_BRIEF_
Could you set down every record below exactly as it appears?
+++ RECORDS PROVIDED
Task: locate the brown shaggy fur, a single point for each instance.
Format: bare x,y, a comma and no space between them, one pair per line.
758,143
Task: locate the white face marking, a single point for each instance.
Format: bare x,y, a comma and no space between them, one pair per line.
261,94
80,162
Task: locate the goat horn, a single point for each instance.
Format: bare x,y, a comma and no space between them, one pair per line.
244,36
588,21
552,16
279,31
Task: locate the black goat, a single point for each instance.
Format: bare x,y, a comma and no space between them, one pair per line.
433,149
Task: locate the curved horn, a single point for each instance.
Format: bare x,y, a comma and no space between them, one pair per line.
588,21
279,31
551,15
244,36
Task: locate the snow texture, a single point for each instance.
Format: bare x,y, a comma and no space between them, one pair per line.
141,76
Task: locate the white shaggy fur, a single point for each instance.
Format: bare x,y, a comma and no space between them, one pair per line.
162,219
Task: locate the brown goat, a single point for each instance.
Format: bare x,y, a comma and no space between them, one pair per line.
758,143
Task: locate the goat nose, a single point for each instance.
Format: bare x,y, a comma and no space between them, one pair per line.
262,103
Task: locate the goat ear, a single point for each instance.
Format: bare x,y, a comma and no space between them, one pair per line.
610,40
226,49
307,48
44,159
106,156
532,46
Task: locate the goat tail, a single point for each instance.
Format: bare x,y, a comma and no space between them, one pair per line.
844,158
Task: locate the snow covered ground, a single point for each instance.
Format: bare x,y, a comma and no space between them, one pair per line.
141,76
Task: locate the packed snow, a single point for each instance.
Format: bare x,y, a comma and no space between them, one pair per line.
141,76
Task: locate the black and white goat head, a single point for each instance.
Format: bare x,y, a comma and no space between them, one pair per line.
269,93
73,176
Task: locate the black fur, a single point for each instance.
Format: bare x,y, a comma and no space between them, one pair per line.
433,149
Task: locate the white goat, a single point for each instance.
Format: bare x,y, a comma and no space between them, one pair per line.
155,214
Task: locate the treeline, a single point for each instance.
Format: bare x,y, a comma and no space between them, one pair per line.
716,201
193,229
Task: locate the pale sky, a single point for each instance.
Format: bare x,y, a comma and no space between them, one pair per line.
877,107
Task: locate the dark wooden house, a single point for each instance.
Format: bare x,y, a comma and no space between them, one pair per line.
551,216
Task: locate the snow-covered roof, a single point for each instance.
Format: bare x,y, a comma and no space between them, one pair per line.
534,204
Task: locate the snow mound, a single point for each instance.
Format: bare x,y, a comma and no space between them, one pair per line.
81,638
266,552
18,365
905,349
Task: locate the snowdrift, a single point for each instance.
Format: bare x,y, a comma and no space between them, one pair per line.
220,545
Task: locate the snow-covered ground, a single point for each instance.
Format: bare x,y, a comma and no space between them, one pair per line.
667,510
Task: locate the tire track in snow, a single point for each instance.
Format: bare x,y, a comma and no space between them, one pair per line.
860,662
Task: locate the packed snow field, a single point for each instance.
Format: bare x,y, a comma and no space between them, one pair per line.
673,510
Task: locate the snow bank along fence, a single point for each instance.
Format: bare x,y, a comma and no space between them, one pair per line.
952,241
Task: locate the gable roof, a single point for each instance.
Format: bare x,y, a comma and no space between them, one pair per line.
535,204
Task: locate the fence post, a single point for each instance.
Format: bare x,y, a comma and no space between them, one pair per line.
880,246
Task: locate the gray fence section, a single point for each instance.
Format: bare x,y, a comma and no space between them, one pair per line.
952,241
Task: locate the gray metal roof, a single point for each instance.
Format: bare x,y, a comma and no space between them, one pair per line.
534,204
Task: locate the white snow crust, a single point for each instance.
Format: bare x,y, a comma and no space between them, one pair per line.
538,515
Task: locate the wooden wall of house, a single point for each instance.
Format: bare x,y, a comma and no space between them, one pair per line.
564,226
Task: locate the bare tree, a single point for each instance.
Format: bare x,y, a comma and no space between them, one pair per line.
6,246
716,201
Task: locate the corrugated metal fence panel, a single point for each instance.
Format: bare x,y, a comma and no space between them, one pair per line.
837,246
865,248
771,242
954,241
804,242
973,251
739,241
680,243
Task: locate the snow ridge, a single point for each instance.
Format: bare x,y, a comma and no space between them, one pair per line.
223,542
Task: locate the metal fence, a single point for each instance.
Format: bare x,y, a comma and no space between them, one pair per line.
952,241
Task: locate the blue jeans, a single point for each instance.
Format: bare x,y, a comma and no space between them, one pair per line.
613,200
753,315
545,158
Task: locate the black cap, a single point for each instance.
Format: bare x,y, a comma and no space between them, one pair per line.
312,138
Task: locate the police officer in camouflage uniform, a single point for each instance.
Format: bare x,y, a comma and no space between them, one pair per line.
++++++
_YOUR SOLUTION_
Task: locate the brown shaggy fur, a single point for each instance.
Format: bare x,y, a comma and no space between them, one pair per line.
758,143
Task: locate the white face marking, a single point for each instance.
Format: bare x,y, a comma and no space between them, one pair per line.
261,94
80,162
Task: locate the goat horn, a single point for each instance.
Format: bare x,y, a comma and no space between them, one pair per line.
244,36
588,21
552,16
279,31
Task: locate the black goat, a single point for each instance.
Format: bare x,y, a comma and no space between them, one pair per line.
433,149
Task: locate the curved horn, a single point for each instance.
Format: bare x,y, a comma and no space between them, one pair per line.
588,21
279,31
551,15
244,36
Task: locate the snow texture, a single point for each instance.
Format: bare x,y, a comma and no space between them, one pair per line.
141,76
Task: locate the white shaggy fur, a single point for each instance.
Format: bare x,y, a comma and no space between them, one pair per line.
162,219
Task: locate the brown goat, a single point for each instance.
Format: bare x,y, a comma and no space between them, one pair per line.
758,143
Task: locate the goat nose, a single point for each instance.
Format: bare x,y, a comma and no space between them, one pair per line.
262,103
Task: locate the goat ear, a single point for each instance.
Format: bare x,y, a comma and no space between them, one pair per line.
610,40
226,49
307,48
44,159
106,156
532,46
Task: locate the goat tail, a single point for each instance.
Format: bare x,y, a comma and no space between them, one pair per line.
844,158
Task: locate the snow covered ground, a single point for each instance.
Format: bare x,y, a comma and no space between them, one pair per line.
141,76
Task: locate the packed snow, a single point for each instance.
Format: bare x,y, a comma and no space between them, one pair per line.
141,76
Task: locate the black and white goat head, a single point for each instance.
Format: bare x,y, a comma and no space between them, one pair per line.
269,93
73,176
Task: locate the black fur, a single point for each instance.
Format: bare x,y, a comma and no space between them, one pair per line.
433,149
Task: locate the white goat, a single point for each instance.
Format: bare x,y, a comma and no space between them, one pair per line.
155,214
Task: locate the treeline, a single point for each instance.
Format: bare x,y, a comma and no space between them, one pair per line.
716,201
193,229
Task: locate the pale sky, a single point for each instance.
Format: bare x,y, a comma and no space between them, one pair per line.
877,107
Task: locate the dark wooden house, a single point for each instance.
Format: bare x,y, a comma and no space between them, one pair per line.
551,216
Task: locate the snow-covered roof, a single point for each instance.
Format: bare x,y, a comma and no space between them, one pair per line.
534,204
Task: locate the snow mound, a single point for each instance.
Format: bare x,y, a comma and no space between them, one pair per line.
81,638
266,552
18,365
905,349
Task: locate the snowdrift, a single point for each instance.
Format: bare x,y, a comma and no space between them, one pair per line.
220,545
Task: locate the snow-covered ground, a single point for each instance.
Format: bare x,y, a comma and no space between them, one pair per line.
667,510
Task: locate the tire track in snow, a single point for each instance.
Format: bare x,y, a comma and no space between them, one pair per line.
860,662
Task: locate the packed snow field, a single point for each instance.
Format: bare x,y, a comma and no space between them, one pair per line.
673,510
Task: locate the snow bank along fence, a single point for each instance.
Format: bare x,y, a comma and no space between them, one pair per line.
952,241
Task: locate the gable roof, a single point for each instance.
Format: bare x,y, a comma and no space between them, one pair per line.
535,204
Task: locate the fence post, a single point for each instance.
Format: bare x,y, a comma and no space between them, one pair per line.
880,246
Task: locate the gray fence section, a single point for each instance.
Format: bare x,y, a comma and no space between them, one pair per line.
952,241
Task: locate the gray metal roof, a single point for each instance.
Format: bare x,y, a comma and no space between them, one pair per line.
534,204
Task: locate the white snow crust, a single point for each instance.
Format: bare x,y, a comma and no space between them, one pair per line.
538,515
Task: locate the wooden wall of house, a single point for each instance.
Format: bare x,y, a comma and no space between them, one pair per line.
564,226
Task: locate the bare tree, a single point for each instance.
Format: bare x,y, a comma and no space between them, one pair per line.
6,246
716,201
Task: locate the corrugated metal fence panel, a single point for each instance.
Format: bare x,y, a comma and no space between them, one pair per line.
837,246
865,248
771,242
954,241
804,242
973,251
739,241
680,243
Task: locate the snow ridge, a single point for each instance.
Format: bare x,y, a comma and no space between them, one pair per line.
223,542
Task: locate the metal fence, a single point for each instance.
Format: bare x,y, a comma and no space between them, one pair per line.
952,241
Task: locate the blue jeans, a single point for each instance.
Format: bare x,y, a comma and no space between them, one pair per line.
613,200
753,315
545,158
Task: locate the black cap, a single point for each instance.
Format: bare x,y, a comma and no space between them, one pair per line.
312,138
Task: locate the police officer in camouflage uniform, a single point for each instance.
Format: bare x,y, a comma and no space between them, one pair per line.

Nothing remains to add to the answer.